• Extracted records
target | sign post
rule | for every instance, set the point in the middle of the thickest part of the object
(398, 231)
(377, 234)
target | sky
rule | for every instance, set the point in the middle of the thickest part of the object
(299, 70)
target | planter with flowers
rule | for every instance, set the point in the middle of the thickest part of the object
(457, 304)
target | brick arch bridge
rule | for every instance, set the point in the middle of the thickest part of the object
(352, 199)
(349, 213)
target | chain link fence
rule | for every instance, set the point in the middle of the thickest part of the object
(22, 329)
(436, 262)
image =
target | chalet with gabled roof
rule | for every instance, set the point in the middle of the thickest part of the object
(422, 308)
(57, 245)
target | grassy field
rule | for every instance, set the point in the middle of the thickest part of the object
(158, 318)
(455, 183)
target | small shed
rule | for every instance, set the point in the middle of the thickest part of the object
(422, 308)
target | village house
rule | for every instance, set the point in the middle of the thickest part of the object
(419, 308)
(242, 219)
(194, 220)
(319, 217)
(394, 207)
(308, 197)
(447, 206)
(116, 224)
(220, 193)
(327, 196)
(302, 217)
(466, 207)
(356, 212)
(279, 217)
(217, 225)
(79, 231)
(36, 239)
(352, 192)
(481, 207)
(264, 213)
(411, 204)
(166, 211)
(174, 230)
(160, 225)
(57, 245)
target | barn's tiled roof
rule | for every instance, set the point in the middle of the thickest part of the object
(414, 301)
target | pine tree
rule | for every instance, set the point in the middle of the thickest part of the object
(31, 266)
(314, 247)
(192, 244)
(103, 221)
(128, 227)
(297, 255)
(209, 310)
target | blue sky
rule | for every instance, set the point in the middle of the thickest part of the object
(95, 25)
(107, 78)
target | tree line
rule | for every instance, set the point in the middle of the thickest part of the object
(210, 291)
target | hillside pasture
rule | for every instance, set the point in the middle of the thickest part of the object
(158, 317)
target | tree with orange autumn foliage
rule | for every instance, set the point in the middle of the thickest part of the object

• Set problem
Shift every coordinate in the answers by adding 19 to each number. Then write out again all items from the line containing "target | barn's tiled roof" through the end of the items, inclusive, keeping the requests unchanged.

• Correct response
target | barn's tiled roof
rule | for every instance, set the point in the middle of the thickest part of the object
(433, 320)
target | pine tree
rule | for every instance, set the point in the middle of the thickest part of the object
(50, 285)
(333, 266)
(211, 263)
(122, 240)
(147, 246)
(316, 274)
(228, 329)
target | blue sky
rule | for every instance, set the point in the middle of the thickest part of the object
(114, 44)
(126, 97)
target | tree line
rule | for every instance, set the point in the middle of the thickest part of the object
(229, 310)
target | hillside pasture
rule | for every instance, set the point in the middle of the thickest part of the object
(177, 336)
target | tree with orange autumn foliage
rule | for every instance, set the point in the middle of the thickest part of the object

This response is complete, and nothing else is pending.